* **SUPPLIED INFORMATION**
'''

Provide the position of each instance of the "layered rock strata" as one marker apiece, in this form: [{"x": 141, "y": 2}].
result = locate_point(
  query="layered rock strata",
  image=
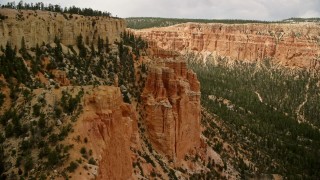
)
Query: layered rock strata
[
  {"x": 111, "y": 125},
  {"x": 171, "y": 100},
  {"x": 289, "y": 44},
  {"x": 38, "y": 26}
]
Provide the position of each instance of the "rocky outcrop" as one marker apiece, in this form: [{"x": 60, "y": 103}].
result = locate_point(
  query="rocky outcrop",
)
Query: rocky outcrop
[
  {"x": 110, "y": 125},
  {"x": 43, "y": 26},
  {"x": 171, "y": 100},
  {"x": 289, "y": 44}
]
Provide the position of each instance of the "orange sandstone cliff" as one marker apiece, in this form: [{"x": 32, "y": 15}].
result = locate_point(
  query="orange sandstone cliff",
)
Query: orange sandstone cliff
[
  {"x": 289, "y": 44},
  {"x": 109, "y": 123},
  {"x": 171, "y": 100}
]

'''

* **WHAT TO WORK ON**
Leave out every picture and copy the rest of the records exactly.

* **SOLUTION TO THE EXERCISE**
Provide the position of each instance of the "layered rock strata" as one marker apiece, in this form: [{"x": 141, "y": 2}].
result = locate_point(
  query="layered rock strata",
  image=
)
Query: layered rock strata
[
  {"x": 111, "y": 125},
  {"x": 171, "y": 100},
  {"x": 289, "y": 44},
  {"x": 38, "y": 26}
]
Provide the position of each instance of the "rocky outcrop" as one marker apiece, in this form: [{"x": 60, "y": 103}].
result = locate_point(
  query="rocky outcrop",
)
Query: rocky outcrop
[
  {"x": 110, "y": 125},
  {"x": 43, "y": 26},
  {"x": 171, "y": 100},
  {"x": 289, "y": 44}
]
Provide the position of each instance of the "orange sandstone cliff" as one marker apiece, in this form: [{"x": 32, "y": 15}].
result = locate_point(
  query="orange sandstone cliff",
)
Query: orange sandstone cliff
[
  {"x": 289, "y": 44},
  {"x": 109, "y": 123},
  {"x": 171, "y": 100}
]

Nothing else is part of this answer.